Convert each line of the listing below into a Markdown table with the columns "Row" and "Line", numbering the rows and omitting blank lines. Leave the pictures out of the table.
-- START Data lines --
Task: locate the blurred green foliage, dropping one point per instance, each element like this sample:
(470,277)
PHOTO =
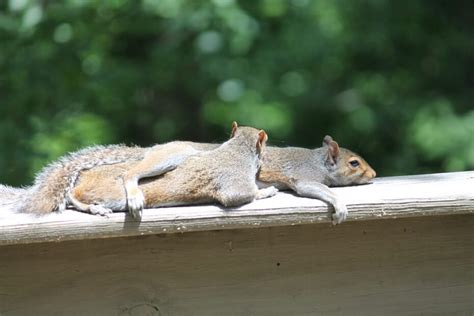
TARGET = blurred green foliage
(392,80)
-- END Data lines --
→ Written solution:
| Row | Line |
|---|---|
| 1 | Task: locate the blurred green foliage, dropping one point per instance, each element like this sample: |
| 2 | (470,277) |
| 3 | PHOTO = |
| 4 | TARGET = blurred green foliage |
| 5 | (392,80) |